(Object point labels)
══════

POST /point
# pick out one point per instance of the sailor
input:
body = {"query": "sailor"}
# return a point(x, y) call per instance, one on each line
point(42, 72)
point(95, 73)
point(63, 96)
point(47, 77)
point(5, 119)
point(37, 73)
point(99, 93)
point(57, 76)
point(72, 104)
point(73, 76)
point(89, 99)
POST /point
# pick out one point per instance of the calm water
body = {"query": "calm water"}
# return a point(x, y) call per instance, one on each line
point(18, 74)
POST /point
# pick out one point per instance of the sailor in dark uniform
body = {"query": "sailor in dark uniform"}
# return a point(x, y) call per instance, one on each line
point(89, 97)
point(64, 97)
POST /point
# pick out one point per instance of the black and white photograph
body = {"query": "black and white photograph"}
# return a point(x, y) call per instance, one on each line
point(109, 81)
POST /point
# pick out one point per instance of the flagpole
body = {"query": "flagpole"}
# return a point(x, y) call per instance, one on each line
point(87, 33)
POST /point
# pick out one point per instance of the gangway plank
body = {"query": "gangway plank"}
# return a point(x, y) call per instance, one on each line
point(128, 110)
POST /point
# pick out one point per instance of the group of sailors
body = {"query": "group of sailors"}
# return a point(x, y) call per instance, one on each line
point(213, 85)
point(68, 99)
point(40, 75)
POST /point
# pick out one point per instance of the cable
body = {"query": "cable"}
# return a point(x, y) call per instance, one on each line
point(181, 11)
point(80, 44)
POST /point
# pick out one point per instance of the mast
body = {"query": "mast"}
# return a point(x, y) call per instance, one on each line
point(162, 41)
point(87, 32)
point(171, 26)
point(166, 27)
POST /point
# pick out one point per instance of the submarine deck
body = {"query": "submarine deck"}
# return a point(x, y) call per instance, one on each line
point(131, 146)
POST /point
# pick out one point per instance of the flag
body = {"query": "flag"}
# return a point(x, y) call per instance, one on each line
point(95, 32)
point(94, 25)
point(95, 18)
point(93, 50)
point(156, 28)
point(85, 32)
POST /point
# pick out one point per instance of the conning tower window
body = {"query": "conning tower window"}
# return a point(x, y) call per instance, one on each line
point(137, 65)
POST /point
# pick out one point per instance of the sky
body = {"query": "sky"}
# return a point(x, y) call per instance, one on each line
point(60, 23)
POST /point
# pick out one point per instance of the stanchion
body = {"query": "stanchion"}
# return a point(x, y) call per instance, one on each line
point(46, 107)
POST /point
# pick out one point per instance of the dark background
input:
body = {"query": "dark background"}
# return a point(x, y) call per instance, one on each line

══════

* _PROBLEM TO SOLVE_:
Rewrite the rows as a numbered list. Start at the first line and stop after the line that contains "point(64, 97)", including that line and leaving out any blank lines.

* _ANSWER BELOW_:
1. POST /point
2. # pick out one point per instance of the sailor
3. input:
4. body = {"query": "sailor"}
5. # return a point(x, y) call per instance, one on each line
6. point(42, 72)
7. point(95, 73)
8. point(63, 96)
9. point(47, 77)
10. point(5, 119)
11. point(37, 73)
12. point(99, 93)
13. point(57, 76)
14. point(72, 104)
15. point(73, 76)
16. point(89, 99)
17. POST /point
18. # pick out one point per instance of the calm water
19. body = {"query": "calm water"}
20. # return a point(x, y) call per instance, one on each line
21. point(18, 74)
22. POST /point
23. # pick out one point per instance of the sailor in dark uniform
24. body = {"query": "sailor in dark uniform"}
25. # return a point(x, y) call per instance, one on each line
26. point(89, 97)
27. point(64, 97)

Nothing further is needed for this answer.